__Raw data__.
^^^^

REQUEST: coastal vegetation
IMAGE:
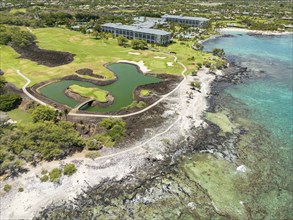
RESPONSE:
[139,89,151,97]
[63,163,77,176]
[3,184,12,192]
[0,121,85,175]
[31,105,58,122]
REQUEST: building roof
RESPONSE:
[162,14,209,21]
[102,23,170,35]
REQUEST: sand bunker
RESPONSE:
[118,60,151,73]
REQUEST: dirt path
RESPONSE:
[0,64,215,219]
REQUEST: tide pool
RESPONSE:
[204,31,293,219]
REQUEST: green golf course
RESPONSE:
[40,63,161,112]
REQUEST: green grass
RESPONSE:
[8,108,33,124]
[9,8,26,14]
[0,28,216,87]
[69,85,109,102]
[140,89,151,96]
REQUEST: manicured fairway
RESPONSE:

^^^^

__Aim of the task__.
Could you lay out every line of the listing above as a numbered list, skipping blank lines and leaving the picture out?

__Final result__.
1. REQUEST: coastal vegetation
2. IMAGE:
3. RESPONSE:
4. [139,89,151,97]
5. [63,163,77,176]
6. [3,184,12,192]
7. [0,121,85,175]
8. [31,105,58,122]
9. REQUEST: building roof
10. RESPONSE:
11. [162,14,209,21]
12. [102,23,170,35]
13. REQUEST: sand bunker
14. RESPONSE:
15. [118,60,151,73]
16. REQUEST: dirt path
17. RESPONSE:
18. [0,64,215,219]
19. REQUEST: tide pool
20. RESPONSE:
21. [204,31,293,219]
22. REQUEST: green golf course
23. RESPONSE:
24. [40,63,161,112]
25. REQUEST: green grass
26. RESPONSE:
27. [8,108,33,124]
28. [9,8,26,14]
29. [0,28,216,87]
30. [69,85,109,102]
31. [140,89,151,96]
32. REQUEST: manicured fairway
33. RESPONSE:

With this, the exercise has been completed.